• [SELECTED PASSAGE]
In early 1981, the new Reagan Administration decided to move
away from what it judged to have been unwise intervention inherited
from the
previous administration, reflecting the ideological view that exchange
rates
were the product of national economic policies and that a multinational
“convergence”
of economic policies was the way to stabilize exchange rates, a view
consistent
with the Administration’s general desire to minimize government
interference in
markets. The market was deemed to know best.
As the dollar rose due to complex interactions of divergent
policies of different governments, the Reagan Administration in its
second term
began to reverse its policy of nonintervention in currency markets.
Group of
Five (G-5) officials, meeting on January 22, 1985, issued a statement
paying
lip service to their continuing commitment to promote the convergence
of national
economic policies, to remove structural rigidities, and (as agreed at
the
Williamsburg Economic Summit of April 1983) to undertake coordinated
intervention in exchange markets as necessary. Subsequently, in
coordinated
operations with other central banks, US authorities sold about $650
million
between January and March 1985.

• [TASKS AND EXERCISES]
**1.** According to the passage on Reagan-era exchange-rate policy, about how much did US authorities sell in coordinated operations between January and March 1985?
**2.** Please write the next part of the passage on Reagan-era exchange-rate policy, picking up right after its final sentence.
The records that follow were drawn from a separate source and are unrelated to the passage above.

• [RECORDS]
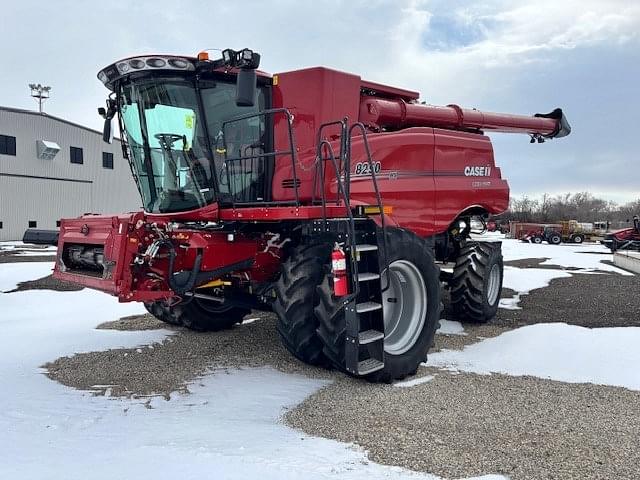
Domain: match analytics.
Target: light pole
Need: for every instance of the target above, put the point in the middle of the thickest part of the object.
(40, 93)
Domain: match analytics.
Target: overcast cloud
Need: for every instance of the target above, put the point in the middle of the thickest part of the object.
(520, 57)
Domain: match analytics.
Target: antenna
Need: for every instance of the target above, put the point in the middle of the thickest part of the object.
(40, 93)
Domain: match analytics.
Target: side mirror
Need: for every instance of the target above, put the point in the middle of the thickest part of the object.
(107, 132)
(246, 88)
(108, 114)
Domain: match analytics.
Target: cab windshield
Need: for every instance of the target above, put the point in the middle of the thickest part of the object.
(179, 141)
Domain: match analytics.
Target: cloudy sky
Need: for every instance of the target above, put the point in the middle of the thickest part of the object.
(523, 56)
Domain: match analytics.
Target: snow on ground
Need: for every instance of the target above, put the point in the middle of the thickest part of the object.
(13, 273)
(414, 381)
(557, 351)
(586, 257)
(36, 253)
(523, 280)
(228, 427)
(25, 246)
(450, 327)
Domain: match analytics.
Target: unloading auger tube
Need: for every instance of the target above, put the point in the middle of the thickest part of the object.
(397, 113)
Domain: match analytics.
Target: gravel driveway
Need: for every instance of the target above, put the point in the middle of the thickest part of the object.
(454, 425)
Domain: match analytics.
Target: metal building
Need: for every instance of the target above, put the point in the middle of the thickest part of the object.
(51, 168)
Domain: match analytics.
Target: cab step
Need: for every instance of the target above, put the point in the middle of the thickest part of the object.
(368, 276)
(369, 365)
(370, 336)
(365, 307)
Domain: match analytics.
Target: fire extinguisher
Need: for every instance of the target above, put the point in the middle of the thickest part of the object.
(339, 270)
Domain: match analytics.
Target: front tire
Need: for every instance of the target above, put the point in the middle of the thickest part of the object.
(476, 283)
(198, 314)
(296, 298)
(408, 337)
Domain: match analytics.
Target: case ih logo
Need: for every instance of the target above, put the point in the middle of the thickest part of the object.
(477, 171)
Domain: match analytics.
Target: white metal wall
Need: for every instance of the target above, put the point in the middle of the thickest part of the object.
(70, 189)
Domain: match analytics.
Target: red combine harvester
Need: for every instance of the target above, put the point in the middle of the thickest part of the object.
(313, 193)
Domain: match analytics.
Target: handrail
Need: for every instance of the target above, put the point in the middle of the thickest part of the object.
(352, 228)
(363, 131)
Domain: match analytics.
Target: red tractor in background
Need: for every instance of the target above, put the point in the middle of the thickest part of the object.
(313, 193)
(625, 239)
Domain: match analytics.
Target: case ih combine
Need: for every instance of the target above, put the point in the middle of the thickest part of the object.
(313, 193)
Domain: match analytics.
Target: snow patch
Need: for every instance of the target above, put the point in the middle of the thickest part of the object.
(413, 382)
(450, 327)
(556, 351)
(13, 273)
(228, 427)
(587, 256)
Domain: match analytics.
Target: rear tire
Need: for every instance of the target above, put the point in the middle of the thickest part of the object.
(198, 314)
(476, 283)
(296, 298)
(407, 251)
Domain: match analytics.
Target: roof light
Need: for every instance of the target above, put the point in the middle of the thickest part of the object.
(136, 63)
(156, 62)
(178, 63)
(119, 69)
(228, 56)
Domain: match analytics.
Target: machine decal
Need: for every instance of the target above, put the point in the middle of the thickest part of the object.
(475, 171)
(363, 168)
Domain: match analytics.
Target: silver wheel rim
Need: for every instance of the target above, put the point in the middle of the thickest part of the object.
(493, 286)
(405, 307)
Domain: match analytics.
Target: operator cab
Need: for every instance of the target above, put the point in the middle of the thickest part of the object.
(186, 122)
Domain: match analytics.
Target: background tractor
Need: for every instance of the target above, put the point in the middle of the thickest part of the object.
(625, 239)
(313, 193)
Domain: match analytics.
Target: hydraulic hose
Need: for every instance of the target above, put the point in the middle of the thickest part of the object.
(181, 287)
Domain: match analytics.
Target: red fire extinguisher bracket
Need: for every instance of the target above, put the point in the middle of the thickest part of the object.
(339, 271)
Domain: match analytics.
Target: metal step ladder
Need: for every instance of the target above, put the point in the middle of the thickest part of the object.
(364, 312)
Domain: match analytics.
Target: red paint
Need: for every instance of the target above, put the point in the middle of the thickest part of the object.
(433, 164)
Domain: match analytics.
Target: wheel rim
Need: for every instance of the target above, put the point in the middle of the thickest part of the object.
(405, 307)
(493, 286)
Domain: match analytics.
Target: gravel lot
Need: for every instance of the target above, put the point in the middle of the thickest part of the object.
(455, 425)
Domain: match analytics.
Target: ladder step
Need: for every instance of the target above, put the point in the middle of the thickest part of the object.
(365, 277)
(370, 336)
(369, 365)
(367, 307)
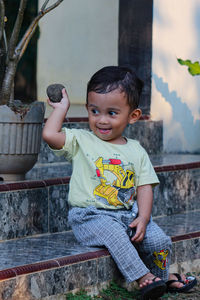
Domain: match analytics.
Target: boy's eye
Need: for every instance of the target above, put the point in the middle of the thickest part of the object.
(112, 113)
(95, 111)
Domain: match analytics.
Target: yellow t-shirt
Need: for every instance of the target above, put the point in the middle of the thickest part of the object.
(105, 175)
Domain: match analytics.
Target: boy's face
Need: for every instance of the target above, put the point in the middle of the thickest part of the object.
(109, 114)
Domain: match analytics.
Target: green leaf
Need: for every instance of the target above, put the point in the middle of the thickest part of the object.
(193, 68)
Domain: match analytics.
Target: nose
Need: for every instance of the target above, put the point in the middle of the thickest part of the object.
(103, 119)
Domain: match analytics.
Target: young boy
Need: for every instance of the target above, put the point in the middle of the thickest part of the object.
(110, 194)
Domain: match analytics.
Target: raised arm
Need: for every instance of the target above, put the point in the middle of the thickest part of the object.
(52, 133)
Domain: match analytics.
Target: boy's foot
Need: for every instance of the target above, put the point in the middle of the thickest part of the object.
(151, 287)
(180, 283)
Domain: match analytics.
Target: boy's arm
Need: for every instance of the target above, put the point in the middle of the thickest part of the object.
(145, 202)
(52, 133)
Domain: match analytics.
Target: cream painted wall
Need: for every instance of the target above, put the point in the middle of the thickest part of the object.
(175, 93)
(77, 38)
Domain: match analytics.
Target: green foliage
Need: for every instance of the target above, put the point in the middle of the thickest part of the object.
(193, 68)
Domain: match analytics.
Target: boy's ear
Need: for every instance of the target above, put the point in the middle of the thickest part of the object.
(134, 116)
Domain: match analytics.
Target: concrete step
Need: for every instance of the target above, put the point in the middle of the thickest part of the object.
(48, 266)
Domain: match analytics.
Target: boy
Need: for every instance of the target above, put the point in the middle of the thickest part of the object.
(111, 185)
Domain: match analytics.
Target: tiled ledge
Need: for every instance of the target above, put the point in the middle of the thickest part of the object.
(32, 184)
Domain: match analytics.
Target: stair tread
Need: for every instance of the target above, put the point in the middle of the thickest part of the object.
(45, 247)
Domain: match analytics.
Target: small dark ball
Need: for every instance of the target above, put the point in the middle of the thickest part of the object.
(54, 92)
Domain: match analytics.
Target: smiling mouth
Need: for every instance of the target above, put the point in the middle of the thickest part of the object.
(104, 130)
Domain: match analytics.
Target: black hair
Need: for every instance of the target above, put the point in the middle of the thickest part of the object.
(111, 78)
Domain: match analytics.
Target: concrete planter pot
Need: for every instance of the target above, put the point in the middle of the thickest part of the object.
(20, 139)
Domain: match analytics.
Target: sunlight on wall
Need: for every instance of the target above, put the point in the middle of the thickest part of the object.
(176, 33)
(84, 40)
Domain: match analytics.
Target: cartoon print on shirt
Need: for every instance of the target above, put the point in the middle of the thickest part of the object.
(121, 190)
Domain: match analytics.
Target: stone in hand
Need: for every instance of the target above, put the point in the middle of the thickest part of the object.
(54, 92)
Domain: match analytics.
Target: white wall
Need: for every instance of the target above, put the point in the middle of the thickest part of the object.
(77, 38)
(175, 93)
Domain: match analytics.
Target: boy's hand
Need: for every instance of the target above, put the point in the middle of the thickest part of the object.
(64, 104)
(140, 223)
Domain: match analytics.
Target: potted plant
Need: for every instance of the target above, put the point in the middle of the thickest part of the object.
(20, 123)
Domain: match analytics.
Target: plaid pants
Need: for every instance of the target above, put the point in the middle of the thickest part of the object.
(109, 228)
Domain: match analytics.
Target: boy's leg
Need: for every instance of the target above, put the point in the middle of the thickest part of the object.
(93, 227)
(155, 250)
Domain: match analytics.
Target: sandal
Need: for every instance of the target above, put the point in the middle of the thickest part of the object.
(153, 290)
(189, 283)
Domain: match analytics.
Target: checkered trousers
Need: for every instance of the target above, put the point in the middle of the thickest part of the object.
(109, 228)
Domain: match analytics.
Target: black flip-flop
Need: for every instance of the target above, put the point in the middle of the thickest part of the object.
(189, 283)
(153, 290)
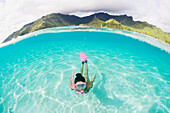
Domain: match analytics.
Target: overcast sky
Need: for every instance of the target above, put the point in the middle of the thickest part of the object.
(16, 13)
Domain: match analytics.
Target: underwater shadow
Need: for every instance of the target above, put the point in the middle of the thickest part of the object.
(101, 94)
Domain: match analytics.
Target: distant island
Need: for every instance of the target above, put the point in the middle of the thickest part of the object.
(95, 20)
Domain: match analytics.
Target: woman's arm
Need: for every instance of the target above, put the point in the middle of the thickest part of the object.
(94, 76)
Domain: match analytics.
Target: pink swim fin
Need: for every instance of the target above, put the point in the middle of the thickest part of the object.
(82, 56)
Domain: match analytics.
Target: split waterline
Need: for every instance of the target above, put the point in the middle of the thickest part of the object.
(131, 75)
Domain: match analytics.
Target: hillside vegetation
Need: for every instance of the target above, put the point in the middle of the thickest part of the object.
(96, 20)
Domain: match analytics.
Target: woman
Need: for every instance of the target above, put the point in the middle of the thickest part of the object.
(82, 84)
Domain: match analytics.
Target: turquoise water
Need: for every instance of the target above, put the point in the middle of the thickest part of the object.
(131, 76)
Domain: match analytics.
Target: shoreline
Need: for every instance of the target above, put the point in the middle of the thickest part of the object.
(141, 37)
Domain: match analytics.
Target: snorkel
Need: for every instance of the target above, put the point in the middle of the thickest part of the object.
(79, 86)
(73, 80)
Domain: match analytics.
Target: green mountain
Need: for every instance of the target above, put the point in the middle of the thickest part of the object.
(98, 20)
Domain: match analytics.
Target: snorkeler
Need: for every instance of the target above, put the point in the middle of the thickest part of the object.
(82, 84)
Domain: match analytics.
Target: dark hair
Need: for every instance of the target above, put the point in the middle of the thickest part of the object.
(79, 77)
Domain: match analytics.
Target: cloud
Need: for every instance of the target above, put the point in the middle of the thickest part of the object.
(16, 13)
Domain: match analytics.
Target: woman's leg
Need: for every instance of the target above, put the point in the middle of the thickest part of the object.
(86, 72)
(81, 69)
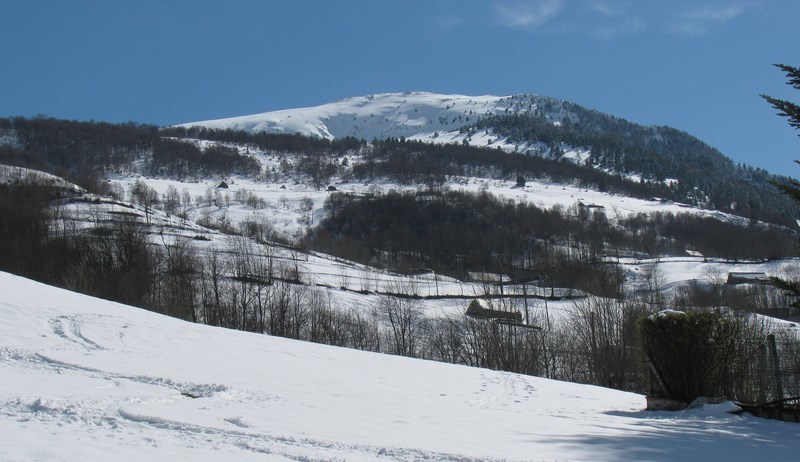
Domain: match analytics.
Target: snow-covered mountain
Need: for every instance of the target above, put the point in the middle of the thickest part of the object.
(86, 379)
(539, 126)
(411, 115)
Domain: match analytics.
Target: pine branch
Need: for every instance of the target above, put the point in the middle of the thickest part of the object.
(792, 73)
(785, 109)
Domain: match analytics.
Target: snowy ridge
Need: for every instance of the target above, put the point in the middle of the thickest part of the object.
(413, 115)
(98, 380)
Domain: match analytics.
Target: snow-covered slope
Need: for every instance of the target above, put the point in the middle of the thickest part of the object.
(85, 379)
(410, 115)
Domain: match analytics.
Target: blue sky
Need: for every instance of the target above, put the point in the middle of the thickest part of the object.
(696, 65)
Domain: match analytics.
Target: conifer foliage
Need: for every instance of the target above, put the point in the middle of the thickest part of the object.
(790, 187)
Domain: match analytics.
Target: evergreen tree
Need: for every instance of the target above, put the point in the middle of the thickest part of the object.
(791, 187)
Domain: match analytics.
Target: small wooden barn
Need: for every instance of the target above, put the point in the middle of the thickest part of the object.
(484, 309)
(748, 278)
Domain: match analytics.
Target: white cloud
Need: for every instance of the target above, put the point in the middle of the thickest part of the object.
(449, 22)
(607, 8)
(528, 15)
(627, 27)
(701, 21)
(716, 14)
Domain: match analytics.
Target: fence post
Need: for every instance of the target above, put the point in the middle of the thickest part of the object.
(776, 366)
(762, 373)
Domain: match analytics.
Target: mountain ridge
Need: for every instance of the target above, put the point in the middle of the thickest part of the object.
(539, 126)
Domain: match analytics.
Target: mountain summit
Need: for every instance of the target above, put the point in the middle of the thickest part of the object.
(410, 115)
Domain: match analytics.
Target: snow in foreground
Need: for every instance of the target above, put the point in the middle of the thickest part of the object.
(85, 379)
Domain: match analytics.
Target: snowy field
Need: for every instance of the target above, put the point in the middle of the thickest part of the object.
(85, 379)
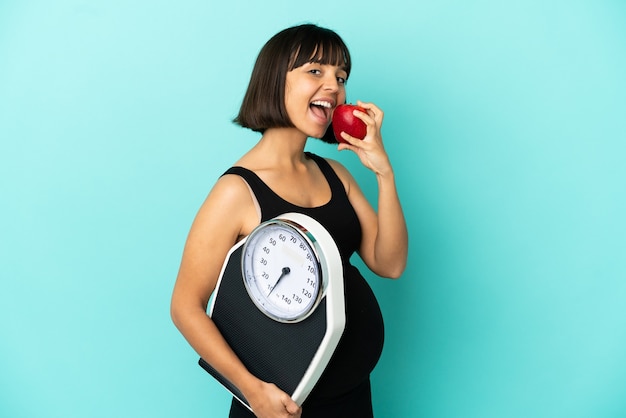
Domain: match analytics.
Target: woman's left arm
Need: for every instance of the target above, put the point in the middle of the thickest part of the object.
(384, 244)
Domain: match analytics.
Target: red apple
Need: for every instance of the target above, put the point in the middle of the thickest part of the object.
(344, 120)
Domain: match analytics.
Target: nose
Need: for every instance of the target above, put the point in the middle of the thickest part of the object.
(331, 83)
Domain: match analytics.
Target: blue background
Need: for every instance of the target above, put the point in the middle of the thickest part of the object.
(506, 125)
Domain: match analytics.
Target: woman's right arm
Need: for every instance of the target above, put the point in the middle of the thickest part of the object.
(227, 214)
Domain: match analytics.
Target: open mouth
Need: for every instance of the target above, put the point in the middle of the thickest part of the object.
(322, 109)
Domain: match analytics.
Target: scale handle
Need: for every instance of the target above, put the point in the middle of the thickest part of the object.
(225, 382)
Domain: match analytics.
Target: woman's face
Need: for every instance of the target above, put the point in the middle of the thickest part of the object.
(312, 92)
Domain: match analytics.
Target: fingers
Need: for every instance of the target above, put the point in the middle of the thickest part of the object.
(292, 408)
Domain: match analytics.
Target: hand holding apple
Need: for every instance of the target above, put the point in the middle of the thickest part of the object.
(344, 120)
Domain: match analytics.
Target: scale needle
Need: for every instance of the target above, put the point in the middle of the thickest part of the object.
(283, 273)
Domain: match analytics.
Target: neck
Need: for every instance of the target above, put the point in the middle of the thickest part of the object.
(285, 145)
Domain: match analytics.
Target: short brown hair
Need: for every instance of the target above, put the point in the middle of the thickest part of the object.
(263, 105)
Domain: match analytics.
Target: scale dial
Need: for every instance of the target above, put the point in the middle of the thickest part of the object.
(282, 271)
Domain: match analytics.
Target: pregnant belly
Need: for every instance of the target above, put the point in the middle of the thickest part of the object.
(361, 344)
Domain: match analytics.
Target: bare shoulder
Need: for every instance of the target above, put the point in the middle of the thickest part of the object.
(229, 206)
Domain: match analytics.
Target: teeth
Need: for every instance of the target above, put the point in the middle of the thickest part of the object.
(321, 103)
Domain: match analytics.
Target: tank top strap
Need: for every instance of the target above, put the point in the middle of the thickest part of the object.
(264, 195)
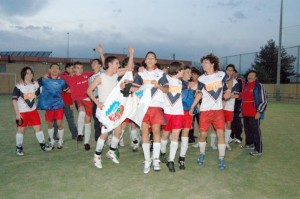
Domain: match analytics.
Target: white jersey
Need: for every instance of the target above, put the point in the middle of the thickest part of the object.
(229, 104)
(145, 77)
(25, 95)
(212, 90)
(173, 100)
(107, 84)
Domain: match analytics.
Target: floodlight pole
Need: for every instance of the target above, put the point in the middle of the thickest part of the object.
(279, 56)
(68, 46)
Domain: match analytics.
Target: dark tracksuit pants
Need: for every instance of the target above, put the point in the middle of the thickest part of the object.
(253, 133)
(236, 125)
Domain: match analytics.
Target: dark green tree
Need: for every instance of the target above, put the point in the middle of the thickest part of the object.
(265, 63)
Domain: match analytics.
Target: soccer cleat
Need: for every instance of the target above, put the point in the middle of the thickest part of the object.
(238, 141)
(19, 150)
(171, 166)
(46, 147)
(163, 158)
(156, 165)
(111, 155)
(181, 162)
(247, 146)
(147, 165)
(228, 147)
(214, 147)
(121, 142)
(79, 138)
(87, 146)
(255, 153)
(200, 160)
(221, 164)
(97, 161)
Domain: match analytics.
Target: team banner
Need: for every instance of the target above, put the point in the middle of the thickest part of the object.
(116, 107)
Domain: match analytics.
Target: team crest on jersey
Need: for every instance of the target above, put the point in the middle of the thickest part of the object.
(115, 111)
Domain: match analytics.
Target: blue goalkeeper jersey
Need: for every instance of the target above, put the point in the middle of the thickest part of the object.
(50, 97)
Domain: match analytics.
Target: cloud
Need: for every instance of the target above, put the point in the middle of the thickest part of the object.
(230, 3)
(22, 8)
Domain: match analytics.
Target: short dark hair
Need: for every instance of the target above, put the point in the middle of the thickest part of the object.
(151, 52)
(195, 70)
(108, 60)
(175, 67)
(24, 71)
(68, 65)
(213, 59)
(54, 65)
(230, 66)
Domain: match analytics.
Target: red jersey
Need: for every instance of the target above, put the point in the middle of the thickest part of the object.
(78, 85)
(248, 103)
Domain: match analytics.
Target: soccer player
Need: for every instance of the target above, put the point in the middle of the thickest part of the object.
(189, 90)
(173, 111)
(51, 101)
(254, 104)
(228, 105)
(23, 99)
(213, 83)
(154, 116)
(78, 84)
(105, 83)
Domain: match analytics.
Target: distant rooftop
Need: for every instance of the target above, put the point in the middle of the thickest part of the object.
(26, 53)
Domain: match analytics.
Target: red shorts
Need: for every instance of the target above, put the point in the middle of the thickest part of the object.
(31, 118)
(214, 117)
(88, 106)
(173, 122)
(187, 120)
(52, 115)
(154, 115)
(228, 116)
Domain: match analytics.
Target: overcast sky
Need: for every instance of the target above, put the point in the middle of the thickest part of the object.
(188, 28)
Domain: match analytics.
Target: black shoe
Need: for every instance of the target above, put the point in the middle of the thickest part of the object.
(79, 138)
(163, 158)
(171, 166)
(181, 163)
(87, 146)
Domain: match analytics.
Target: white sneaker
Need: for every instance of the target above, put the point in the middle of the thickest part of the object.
(111, 155)
(214, 147)
(196, 145)
(228, 147)
(121, 142)
(147, 166)
(156, 165)
(97, 161)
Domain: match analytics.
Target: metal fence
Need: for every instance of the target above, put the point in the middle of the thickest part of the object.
(243, 62)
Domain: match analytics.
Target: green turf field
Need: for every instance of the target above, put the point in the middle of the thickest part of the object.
(70, 173)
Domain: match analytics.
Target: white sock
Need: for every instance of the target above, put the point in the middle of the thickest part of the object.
(184, 146)
(146, 149)
(213, 137)
(133, 135)
(19, 139)
(173, 149)
(114, 142)
(163, 146)
(156, 150)
(227, 135)
(100, 145)
(40, 136)
(202, 146)
(51, 133)
(221, 148)
(87, 133)
(80, 122)
(61, 135)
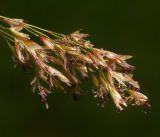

• [OUTPUTS BY TASK]
**1.** About $650 million.

**2.**
Although the dollar had started to decline by late February,
1985 due to US fiscal deficit, that decline had yet to reduce the US
trade
deficit, causing protectionist sentiment in the US to mount as the
trade
deficit swelled to an annual rate of $120 billion in the summer of
1985. In
part to deflect protectionist legislation, US officials arranged a
meeting of
G-5 officials at the Plaza Hotel in New York on September 22, 1985 with
the
purpose of ratifying an initiative to bring about an orderly decline in
the
dollar, observing that “recent shifts in fundamental economic
conditions among
their countries, together with policy commitments for the future, have
not been
fully reflected in exchange markets,” and concluded that “further
orderly
appreciation of the main non-dollar currencies against the dollar is
desirable,” and that the G5 members “stand ready to cooperate more
closely to
encourage this.” During the seven weeks following the Plaza Accord, G-5
authorities sold nearly $9 billion, of which the US
sold $3.3 billion for other currencies, while speculators profited by
shorting
the dollar.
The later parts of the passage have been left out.